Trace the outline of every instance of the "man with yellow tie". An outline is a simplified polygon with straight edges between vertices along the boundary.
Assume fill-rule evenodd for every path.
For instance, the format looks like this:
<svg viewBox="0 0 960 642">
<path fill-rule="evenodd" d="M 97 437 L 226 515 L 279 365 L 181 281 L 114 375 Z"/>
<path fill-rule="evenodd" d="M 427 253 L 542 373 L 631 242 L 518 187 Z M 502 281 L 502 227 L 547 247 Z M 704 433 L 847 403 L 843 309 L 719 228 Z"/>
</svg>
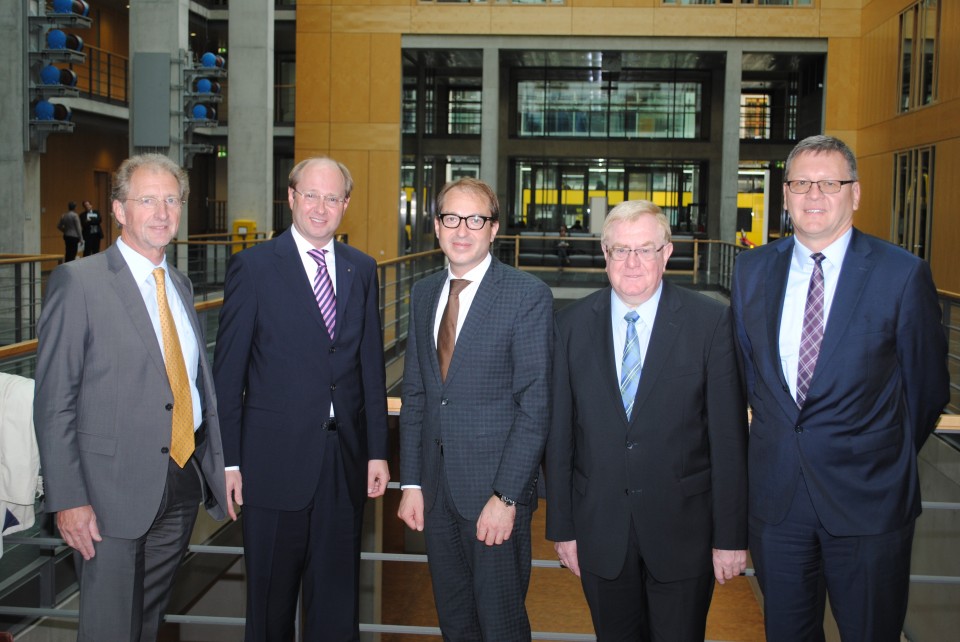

WRITTEN TASK
Reproduce all of the material above verbatim, leaving the picture out.

EXERCISE RESULT
Trace the outline of every instance of the "man with yellow tie". An outline is a simplified polygon with straight edges between vertices along the boundary.
Assume fill-rule evenodd for every path.
For instance, the format looks like this:
<svg viewBox="0 0 960 642">
<path fill-rule="evenodd" d="M 97 437 L 226 515 L 279 365 L 181 281 L 114 375 Z"/>
<path fill-rule="evenodd" d="M 427 253 L 542 373 L 631 242 L 518 187 Z M 502 281 L 502 227 L 547 247 Z M 704 433 L 847 403 L 843 309 L 719 228 Z"/>
</svg>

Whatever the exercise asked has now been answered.